» WHAT TO WORK ON:
a - Answer these questions using the commentary on Georgia's gun law:
(i) Which establishments does the law name as able to decide for themselves whether to allow guns on their premises?
(ii) What does a license to carry guns in Georgia require?
(iii) What two steps might Georgia need to take if heavy use of alcohol turns out to fuel gun violence?
b - Replace "tempest in a teapot" with "storm in a teacup" in the commentary on Georgia's gun law, and give the passage from "The law has" up to and including "they do harm." with that change.
c - Carry on the commentary on Georgia's gun law beyond its final sentence.

» READING PASSAGE:

◇ ◇ ◇ ◇ ◇

CNN reported that the governor of Georgia has signed into law a bill that extends the right to carry guns to various places (click here for the story).  Under the new law, there are less restrictions where people with a license to carry firearms can take them.  The law allows certain establishments, such as churches and bars, to decide for themselves whether to allow guns on their premises.

The law has stirred tremendous controversy, particularly with gun control advocates, but this might turn out to be a tempest in a teapot.  If there is no surge in gun violence as a result of this law, why be concerned?  Only people who have a license can carry guns in Georgia, and a license requires a background check.  The overwhelming majority of license owners can be trusted with guns wherever they go.  It’s a small minority that’s a problem:  otherwise law-abiding citizens who may be a little too quick on the trigger.  Perhaps Georgia can screen them out before they do harm.

So let’s wait and see.  If we see a surge in gun violence in Georgia in the coming years, then the law may be too lenient and may need adjustment.  If it turns out that heavy use of alcohol fuels gun violence, then Georgia might need to ban guns from bars, or refuse licenses to alcoholics who refuse treatment.  If there is a greater incidence of guns being smuggled onto planes, Georgia might need to ban guns from airports, and so on.

◇ ◇ ◇ ◇ ◇

» Records from a dataset:
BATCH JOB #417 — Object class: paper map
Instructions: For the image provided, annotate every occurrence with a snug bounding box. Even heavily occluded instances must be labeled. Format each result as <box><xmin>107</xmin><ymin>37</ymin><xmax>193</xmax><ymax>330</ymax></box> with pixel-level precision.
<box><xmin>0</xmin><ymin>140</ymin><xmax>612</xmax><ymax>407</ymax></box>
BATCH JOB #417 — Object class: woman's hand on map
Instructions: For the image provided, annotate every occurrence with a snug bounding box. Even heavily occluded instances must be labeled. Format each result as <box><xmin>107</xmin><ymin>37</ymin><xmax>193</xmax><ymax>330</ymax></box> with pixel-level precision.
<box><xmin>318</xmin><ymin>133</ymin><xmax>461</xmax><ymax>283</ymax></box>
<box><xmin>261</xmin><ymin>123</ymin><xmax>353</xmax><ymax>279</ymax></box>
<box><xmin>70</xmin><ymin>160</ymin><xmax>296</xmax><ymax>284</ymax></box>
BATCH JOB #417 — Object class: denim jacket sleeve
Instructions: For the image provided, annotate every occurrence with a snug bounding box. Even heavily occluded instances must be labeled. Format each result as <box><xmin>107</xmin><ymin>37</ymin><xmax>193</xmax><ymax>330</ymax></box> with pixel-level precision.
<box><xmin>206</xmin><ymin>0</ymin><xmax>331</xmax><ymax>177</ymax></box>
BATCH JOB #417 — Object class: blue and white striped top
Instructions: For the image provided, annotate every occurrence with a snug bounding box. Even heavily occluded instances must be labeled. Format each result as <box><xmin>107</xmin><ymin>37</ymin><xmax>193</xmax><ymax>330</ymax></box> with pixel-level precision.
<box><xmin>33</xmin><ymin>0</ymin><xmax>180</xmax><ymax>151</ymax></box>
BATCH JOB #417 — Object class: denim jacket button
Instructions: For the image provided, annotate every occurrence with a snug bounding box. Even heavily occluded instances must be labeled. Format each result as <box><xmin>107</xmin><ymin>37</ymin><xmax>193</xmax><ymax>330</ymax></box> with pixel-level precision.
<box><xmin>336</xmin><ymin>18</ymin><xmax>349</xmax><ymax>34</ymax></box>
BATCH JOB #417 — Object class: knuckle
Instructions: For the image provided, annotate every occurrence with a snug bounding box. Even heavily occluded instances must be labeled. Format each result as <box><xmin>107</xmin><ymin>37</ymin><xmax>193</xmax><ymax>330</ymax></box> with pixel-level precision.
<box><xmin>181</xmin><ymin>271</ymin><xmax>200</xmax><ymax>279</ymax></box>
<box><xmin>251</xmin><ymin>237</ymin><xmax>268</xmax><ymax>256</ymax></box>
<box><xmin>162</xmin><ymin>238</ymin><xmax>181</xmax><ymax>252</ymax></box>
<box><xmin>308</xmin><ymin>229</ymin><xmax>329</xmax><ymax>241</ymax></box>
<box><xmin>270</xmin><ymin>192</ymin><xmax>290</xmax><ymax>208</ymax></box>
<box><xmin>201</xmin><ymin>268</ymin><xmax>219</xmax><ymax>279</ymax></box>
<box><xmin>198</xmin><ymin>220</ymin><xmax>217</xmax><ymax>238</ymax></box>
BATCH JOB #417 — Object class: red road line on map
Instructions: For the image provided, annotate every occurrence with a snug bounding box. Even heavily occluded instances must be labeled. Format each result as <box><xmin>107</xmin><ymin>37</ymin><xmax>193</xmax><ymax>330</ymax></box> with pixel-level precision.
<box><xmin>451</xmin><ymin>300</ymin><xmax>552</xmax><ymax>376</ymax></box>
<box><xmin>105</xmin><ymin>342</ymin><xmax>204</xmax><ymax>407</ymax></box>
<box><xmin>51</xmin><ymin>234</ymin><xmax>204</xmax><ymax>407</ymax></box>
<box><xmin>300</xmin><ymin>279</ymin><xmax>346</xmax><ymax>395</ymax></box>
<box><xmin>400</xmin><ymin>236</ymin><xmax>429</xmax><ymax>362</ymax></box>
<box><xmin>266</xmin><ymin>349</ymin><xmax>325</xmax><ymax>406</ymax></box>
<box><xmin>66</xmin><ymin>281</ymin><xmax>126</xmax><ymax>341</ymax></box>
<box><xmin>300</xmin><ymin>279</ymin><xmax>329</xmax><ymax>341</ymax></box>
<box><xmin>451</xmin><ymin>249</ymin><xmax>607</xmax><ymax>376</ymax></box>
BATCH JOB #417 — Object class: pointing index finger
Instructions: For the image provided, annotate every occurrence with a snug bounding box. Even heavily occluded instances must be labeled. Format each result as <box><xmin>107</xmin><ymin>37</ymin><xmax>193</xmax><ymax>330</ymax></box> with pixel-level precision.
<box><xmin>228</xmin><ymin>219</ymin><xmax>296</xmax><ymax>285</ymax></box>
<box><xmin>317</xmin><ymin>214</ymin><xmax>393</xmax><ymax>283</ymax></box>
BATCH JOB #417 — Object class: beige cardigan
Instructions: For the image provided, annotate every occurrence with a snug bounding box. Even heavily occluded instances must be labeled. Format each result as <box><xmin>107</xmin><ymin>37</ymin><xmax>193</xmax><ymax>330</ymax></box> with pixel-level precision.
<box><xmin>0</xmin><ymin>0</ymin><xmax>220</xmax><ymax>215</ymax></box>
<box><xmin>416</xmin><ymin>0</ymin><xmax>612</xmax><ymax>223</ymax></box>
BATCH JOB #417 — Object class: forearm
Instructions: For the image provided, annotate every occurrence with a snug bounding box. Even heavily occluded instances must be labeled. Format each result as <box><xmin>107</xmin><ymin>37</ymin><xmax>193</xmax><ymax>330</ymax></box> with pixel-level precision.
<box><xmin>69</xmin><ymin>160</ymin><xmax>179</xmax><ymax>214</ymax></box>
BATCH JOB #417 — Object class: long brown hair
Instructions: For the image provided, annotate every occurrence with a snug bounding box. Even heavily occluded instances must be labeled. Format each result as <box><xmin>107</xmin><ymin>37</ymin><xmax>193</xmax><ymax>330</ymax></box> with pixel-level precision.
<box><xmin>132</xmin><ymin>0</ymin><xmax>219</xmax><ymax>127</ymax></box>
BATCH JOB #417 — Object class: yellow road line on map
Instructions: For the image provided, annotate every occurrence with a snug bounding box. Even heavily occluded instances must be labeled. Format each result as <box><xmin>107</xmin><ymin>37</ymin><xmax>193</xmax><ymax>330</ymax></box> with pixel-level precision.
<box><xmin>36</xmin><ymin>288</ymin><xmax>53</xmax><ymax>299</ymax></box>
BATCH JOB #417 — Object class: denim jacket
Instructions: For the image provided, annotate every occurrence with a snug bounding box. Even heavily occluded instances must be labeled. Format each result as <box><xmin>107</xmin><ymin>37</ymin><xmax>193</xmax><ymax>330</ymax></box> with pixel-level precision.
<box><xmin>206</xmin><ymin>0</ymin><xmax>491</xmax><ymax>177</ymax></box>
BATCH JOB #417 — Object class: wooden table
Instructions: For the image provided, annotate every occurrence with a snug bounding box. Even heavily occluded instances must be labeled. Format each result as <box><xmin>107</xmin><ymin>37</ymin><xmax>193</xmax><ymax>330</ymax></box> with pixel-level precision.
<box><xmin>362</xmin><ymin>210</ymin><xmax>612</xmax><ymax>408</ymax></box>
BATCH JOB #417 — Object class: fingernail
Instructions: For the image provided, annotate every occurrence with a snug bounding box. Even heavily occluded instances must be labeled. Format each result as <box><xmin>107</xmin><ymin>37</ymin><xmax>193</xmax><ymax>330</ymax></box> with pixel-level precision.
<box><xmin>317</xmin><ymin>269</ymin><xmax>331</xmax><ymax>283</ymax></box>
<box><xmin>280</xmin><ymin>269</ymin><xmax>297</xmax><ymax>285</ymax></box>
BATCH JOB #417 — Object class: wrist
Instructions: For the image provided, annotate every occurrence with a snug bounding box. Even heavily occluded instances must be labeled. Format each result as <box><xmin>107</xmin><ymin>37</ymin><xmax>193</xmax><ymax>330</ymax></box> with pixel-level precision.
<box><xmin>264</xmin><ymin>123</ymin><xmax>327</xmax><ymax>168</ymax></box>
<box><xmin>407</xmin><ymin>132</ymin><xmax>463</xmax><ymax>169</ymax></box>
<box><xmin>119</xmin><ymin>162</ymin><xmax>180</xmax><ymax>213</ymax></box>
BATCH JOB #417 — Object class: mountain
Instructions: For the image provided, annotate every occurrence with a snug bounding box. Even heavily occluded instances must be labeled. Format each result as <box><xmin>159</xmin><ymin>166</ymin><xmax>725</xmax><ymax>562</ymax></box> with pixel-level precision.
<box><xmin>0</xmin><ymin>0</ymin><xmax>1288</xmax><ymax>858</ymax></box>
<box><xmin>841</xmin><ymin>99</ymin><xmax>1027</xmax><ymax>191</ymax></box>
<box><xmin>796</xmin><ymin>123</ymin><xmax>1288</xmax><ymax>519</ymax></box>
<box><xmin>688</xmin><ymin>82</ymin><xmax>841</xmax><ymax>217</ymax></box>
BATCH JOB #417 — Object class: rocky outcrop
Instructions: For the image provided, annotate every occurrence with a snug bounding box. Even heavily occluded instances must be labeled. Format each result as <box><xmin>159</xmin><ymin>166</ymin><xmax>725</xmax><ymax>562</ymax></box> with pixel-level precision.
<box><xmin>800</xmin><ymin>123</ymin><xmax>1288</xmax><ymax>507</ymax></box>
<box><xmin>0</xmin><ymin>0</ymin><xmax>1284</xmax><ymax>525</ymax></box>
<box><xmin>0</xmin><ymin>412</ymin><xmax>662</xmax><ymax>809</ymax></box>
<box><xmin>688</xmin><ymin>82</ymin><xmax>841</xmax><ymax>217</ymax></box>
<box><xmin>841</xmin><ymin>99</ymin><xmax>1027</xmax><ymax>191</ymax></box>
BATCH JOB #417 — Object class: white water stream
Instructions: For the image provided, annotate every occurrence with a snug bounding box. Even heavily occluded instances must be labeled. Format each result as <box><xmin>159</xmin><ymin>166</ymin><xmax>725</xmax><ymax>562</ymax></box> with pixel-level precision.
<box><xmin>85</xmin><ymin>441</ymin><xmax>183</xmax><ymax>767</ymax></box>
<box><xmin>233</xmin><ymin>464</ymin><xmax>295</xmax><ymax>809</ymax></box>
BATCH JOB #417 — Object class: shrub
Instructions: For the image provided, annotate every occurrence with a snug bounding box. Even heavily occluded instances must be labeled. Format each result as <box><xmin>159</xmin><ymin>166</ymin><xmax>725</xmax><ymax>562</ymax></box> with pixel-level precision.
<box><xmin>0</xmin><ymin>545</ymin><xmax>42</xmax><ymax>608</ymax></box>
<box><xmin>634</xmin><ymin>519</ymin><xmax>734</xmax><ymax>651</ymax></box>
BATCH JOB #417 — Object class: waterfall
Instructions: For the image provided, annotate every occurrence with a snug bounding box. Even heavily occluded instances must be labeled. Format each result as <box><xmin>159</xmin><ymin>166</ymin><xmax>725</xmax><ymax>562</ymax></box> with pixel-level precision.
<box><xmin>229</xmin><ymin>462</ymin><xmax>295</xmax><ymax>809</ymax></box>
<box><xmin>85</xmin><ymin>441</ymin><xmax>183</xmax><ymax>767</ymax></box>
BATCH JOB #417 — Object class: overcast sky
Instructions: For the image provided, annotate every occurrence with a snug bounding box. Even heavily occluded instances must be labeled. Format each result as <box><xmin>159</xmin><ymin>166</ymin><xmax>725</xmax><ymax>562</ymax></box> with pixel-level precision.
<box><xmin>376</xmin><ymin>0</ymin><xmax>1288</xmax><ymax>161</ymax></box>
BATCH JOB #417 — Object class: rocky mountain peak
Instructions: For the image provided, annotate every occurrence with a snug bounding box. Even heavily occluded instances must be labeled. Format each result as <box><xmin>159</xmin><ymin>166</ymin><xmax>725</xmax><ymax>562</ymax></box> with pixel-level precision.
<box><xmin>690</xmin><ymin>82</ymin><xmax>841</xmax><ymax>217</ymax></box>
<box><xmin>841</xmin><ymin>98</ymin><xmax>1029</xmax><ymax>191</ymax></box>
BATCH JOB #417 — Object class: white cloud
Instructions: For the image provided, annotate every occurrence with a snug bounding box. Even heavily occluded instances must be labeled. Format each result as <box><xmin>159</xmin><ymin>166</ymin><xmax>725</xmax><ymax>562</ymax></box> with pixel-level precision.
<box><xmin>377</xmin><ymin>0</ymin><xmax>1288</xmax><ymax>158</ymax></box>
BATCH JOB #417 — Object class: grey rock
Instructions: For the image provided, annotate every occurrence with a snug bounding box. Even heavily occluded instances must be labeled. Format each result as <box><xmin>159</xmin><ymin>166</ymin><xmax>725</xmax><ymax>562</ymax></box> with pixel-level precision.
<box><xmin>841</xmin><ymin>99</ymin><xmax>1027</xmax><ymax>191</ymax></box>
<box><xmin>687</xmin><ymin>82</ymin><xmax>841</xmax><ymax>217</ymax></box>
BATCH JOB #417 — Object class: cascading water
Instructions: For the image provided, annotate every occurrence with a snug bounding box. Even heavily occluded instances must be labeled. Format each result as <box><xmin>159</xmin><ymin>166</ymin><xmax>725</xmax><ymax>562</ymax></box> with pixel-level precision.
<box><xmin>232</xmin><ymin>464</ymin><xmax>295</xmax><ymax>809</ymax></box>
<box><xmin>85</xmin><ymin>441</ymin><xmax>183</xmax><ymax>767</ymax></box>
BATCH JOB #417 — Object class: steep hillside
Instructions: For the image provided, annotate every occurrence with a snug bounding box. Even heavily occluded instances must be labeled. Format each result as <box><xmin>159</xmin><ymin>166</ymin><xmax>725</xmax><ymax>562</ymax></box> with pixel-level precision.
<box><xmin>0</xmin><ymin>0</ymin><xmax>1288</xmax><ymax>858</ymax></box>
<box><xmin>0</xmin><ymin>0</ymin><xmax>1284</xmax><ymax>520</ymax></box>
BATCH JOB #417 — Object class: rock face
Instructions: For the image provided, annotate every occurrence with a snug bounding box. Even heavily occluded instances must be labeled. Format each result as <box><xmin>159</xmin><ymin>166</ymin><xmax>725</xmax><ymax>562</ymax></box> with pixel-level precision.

◇ ◇ ◇ ◇ ◇

» EXPECTED OUTPUTS:
a -
(i) Churches and bars.
(ii) A background check.
(iii) Ban guns from bars, or refuse licenses to alcoholics who refuse treatment.

b -
The law has stirred tremendous controversy, particularly with gun control advocates, but this might turn out to be a storm in a teacup.  If there is no surge in gun violence as a result of this law, why be concerned?  Only people who have a license can carry guns in Georgia, and a license requires a background check.  The overwhelming majority of license owners can be trusted with guns wherever they go.  It’s a small minority that’s a problem:  otherwise law-abiding citizens who may be a little too quick on the trigger.  Perhaps Georgia can screen them out before they do harm.

c -
The most questionable provision in the new law is the one prohibiting police officers from asking a person to show his or her gun license unless that person is committing or has committed a crime.  In enacting this provision, Georgians are depriving themselves of a valuable crime-fighting tool.  I think New York City has benefited enormously from its stop-and-frisk policies, although those policies needed reform because they unfairly targeted minorities.  Not that people should be challenged at random, but people who are acting in a suspicious manner should be challenged, even if they are not committing a crime at the moment.  Again, we need to see how this provision will affect Georgia’s crime rate and whether law enforcement personnel say they are being hampered in their work to prevent crime.

Time will tell if Georgia’s new gun laws will have an effect on crime or not.  In the meantime, anit-gun violence activists need to concentrate on lowering the rate of gun violence in high-crime areas.  That is where they are really needed.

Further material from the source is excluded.